=== TO DO ===
Each line below needs to be repeated precisely as it is.

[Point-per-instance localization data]

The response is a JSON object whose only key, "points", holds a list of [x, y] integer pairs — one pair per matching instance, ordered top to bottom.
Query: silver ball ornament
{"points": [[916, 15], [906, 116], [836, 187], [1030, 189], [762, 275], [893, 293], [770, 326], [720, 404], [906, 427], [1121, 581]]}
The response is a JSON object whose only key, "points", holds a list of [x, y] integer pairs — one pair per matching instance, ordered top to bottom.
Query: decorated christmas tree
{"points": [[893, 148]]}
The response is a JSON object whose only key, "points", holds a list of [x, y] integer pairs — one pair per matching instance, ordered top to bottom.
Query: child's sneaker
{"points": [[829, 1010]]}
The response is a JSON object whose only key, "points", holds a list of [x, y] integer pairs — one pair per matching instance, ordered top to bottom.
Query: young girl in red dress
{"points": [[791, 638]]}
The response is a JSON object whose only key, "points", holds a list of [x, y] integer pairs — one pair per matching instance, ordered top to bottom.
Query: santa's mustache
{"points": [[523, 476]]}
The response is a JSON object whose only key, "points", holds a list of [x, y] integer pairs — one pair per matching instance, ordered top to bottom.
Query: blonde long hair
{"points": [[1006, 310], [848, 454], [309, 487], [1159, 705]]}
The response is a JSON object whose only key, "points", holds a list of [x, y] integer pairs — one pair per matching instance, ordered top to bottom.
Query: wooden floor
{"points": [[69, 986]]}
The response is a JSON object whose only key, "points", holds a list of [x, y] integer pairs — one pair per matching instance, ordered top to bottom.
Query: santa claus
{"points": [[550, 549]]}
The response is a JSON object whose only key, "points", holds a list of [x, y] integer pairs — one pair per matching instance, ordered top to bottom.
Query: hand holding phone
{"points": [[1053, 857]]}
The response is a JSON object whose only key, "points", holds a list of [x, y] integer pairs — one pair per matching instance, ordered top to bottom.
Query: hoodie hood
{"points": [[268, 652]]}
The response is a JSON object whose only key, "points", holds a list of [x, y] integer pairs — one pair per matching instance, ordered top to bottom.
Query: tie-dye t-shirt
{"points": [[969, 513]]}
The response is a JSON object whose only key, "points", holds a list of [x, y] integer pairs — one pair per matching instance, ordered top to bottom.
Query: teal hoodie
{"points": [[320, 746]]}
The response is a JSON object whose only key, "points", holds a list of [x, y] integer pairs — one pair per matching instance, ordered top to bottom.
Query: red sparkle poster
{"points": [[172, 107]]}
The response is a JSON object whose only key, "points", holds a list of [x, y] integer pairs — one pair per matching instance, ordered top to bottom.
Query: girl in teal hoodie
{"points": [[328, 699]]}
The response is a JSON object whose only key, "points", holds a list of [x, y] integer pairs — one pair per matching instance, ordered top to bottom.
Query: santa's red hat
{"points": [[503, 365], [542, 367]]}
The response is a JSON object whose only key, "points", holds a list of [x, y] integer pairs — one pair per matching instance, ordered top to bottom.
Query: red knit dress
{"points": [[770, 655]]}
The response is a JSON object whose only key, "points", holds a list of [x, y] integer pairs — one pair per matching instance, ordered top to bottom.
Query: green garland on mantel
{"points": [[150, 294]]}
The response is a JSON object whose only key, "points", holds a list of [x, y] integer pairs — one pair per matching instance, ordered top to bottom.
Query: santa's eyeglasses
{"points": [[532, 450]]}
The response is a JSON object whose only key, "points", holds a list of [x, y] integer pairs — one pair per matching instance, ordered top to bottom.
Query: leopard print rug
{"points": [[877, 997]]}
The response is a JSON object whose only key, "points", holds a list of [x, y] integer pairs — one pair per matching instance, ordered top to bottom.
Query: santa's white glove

=== ANSWER TO THIS TASK ===
The response is a JSON object whose only key, "points", holds a list of [x, y] integer pairs — one pair per matching instance, ordered top to bottom.
Query: silver ball ornament
{"points": [[916, 15], [906, 116], [836, 187], [1030, 189], [762, 275], [893, 293], [770, 326], [720, 404], [906, 427], [1121, 581]]}
The response is a JSON object whose only key, "points", holds a list of [x, y] integer pairs — one pair per matching instance, ordered top to bottom.
Query: decorated christmas tree
{"points": [[893, 148]]}
The response is a JSON object whose only key, "points", holds a list of [x, y] integer pairs — one pair per matching instance, ordered top to bottom.
Query: child's sneaker
{"points": [[829, 1010]]}
The response is a JSON object whose only key, "points", holds a list of [x, y] integer pairs — one pair per matching instance, ordered top to bottom.
Query: young girl in red dress
{"points": [[791, 638]]}
The response is a JSON object whose only key, "points", holds a list of [x, y] integer pairs — one pair per matching instance, ordered top to bottom.
Query: santa's mustache
{"points": [[523, 476]]}
The response is a JSON object whose only key, "points", holds a list of [x, y] integer pairs — one pair per matching instance, ordered top to bottom.
Query: blonde long hair
{"points": [[1006, 310], [848, 454], [309, 487], [1159, 705]]}
The response is a JSON object whose only key, "points", holds a list of [x, y] integer pairs — one pair per matching instance, ordered top to bottom.
Query: wooden floor
{"points": [[69, 986]]}
The response is a JSON object whose only key, "points", holds a list of [x, y] integer pairs — one pair per matching instance, ordered top to bottom.
Query: santa claus
{"points": [[550, 549]]}
The response is a JSON object whose only key, "points", holds a list of [x, y] integer pairs — one pair per matching instance, ordered top to bottom.
Query: hand holding phone
{"points": [[1053, 857]]}
The response is a JSON object whose only key, "points", holds a list of [x, y] integer pairs — one pair per matching instance, ordered top to bottom.
Query: hoodie hood
{"points": [[268, 652]]}
The response is a JSON object whose only key, "points", holds a list of [x, y] integer pairs — one pair per matching instance, ordered top to bottom.
Query: tie-dye t-shirt
{"points": [[969, 513]]}
The response is a JSON object whose only key, "points", holds a list of [x, y] integer pairs — one pair per matching instance, ordered top to bottom.
Query: teal hoodie
{"points": [[320, 746]]}
The response is a JSON object whose only key, "points", holds a list of [x, y] integer pairs — one pair per matching instance, ordered top to bottom.
Query: red sparkle poster
{"points": [[172, 107]]}
The response is a JSON object whose only key, "points", holds a list of [x, y] integer pairs — one pair per matching instance, ordered top to bottom.
Query: girl in teal hoodie
{"points": [[328, 699]]}
The response is a JSON object whose only key, "points", holds a list of [x, y] integer pairs — one pair per matching instance, ordered top to bottom.
Query: santa's red hat
{"points": [[503, 365], [542, 367]]}
The response is a JSON object whose only key, "points", holds a list of [x, y] integer pairs — one pair per matching instance, ordered top to bottom.
Query: red knit dress
{"points": [[770, 655]]}
The response is a JSON object whose only key, "points", holds a list of [x, y] integer pairs — one pair per matching instance, ordered top to bottom.
Query: green garland on mantel
{"points": [[150, 294]]}
The response is a JSON object whose only key, "points", holds a list of [x, y] integer pairs — one pair per matching instance, ordered top to bottom.
Query: santa's eyeglasses
{"points": [[532, 450]]}
The response is a JSON object whose only key, "points", holds a list of [x, y] integer pairs — one pair per matching instance, ordered top to bottom.
Query: leopard print rug
{"points": [[877, 997]]}
The response is a JSON object whose only key, "points", holds a list of [x, y] integer pairs — one pair per matching instance, ordered top to bottom.
Query: santa's white glove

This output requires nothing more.